* **What is required**: Restate the whole listing exactly.

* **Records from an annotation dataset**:
— START —
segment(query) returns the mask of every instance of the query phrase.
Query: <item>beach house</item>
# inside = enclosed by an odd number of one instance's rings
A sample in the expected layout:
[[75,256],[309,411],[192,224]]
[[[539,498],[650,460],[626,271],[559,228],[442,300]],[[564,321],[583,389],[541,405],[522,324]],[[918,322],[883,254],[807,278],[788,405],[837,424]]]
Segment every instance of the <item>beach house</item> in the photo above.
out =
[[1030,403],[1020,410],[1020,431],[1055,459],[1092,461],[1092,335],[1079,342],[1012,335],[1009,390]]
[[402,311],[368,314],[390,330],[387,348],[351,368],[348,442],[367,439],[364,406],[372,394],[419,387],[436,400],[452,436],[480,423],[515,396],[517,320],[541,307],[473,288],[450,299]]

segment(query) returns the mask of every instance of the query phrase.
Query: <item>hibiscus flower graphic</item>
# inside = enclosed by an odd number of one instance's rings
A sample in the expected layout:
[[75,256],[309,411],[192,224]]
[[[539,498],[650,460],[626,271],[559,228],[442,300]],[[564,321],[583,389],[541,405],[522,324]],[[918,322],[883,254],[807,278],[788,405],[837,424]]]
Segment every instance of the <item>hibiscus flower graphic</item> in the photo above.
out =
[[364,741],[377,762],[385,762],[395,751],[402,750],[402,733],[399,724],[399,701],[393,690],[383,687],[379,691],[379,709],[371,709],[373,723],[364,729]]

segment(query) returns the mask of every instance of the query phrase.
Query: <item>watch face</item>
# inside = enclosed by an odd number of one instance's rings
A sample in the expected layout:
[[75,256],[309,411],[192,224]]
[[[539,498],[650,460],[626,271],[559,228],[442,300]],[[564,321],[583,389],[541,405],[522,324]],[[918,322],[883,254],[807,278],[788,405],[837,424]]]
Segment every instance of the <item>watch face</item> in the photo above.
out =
— END —
* **Final result**:
segment(query) returns the mask of every instance of the query phrase.
Query: <item>beach house</item>
# inside = enclosed by an odd number of one instance's rings
A sample in the expected layout:
[[75,256],[309,411],[192,224]]
[[[539,498],[650,460],[626,271],[559,228],[442,300]],[[564,321],[583,389],[541,405],[522,324]],[[918,322],[883,254],[807,278],[788,405],[837,424]]]
Segment every instance of the <item>beach house</item> in the photo above.
out =
[[1030,403],[1020,410],[1020,431],[1055,459],[1092,461],[1092,335],[1079,342],[1012,335],[1009,390]]
[[402,311],[368,314],[390,330],[387,348],[351,368],[348,442],[367,439],[364,406],[372,394],[419,387],[436,400],[452,436],[480,423],[515,396],[517,320],[541,307],[473,288],[450,299]]

segment(query) returns the mask of every instance of the query phrase.
Query: <item>hibiscus flower graphic</item>
# inside = enclosed by an odd number of one instance's rings
A sample in the expected layout:
[[75,256],[309,411],[192,224]]
[[[539,498],[650,460],[626,271],[559,228],[442,300]],[[564,321],[583,389],[541,405],[522,324]],[[918,322],[883,254],[807,278],[788,405],[837,424]]]
Segment every instance of the <item>hibiscus flower graphic</item> in the photo above.
out =
[[364,741],[377,762],[385,762],[395,751],[402,750],[402,733],[399,724],[399,701],[393,690],[383,687],[379,691],[379,709],[371,709],[373,723],[364,729]]

segment(query) returns the mask of every instance of the query phrase.
Query: <item>watch face</item>
# inside = enclosed by an odd number of one instance's rings
A sample in the expected layout:
[[75,256],[309,411],[192,224]]
[[[539,498],[650,460],[626,271],[559,228],[442,300]],[[564,321],[583,389],[541,405],[522,324]],[[918,322],[883,254],[807,278],[788,405],[837,424]]]
Segment every instance of the <item>watch face</item> in the photo above.
out =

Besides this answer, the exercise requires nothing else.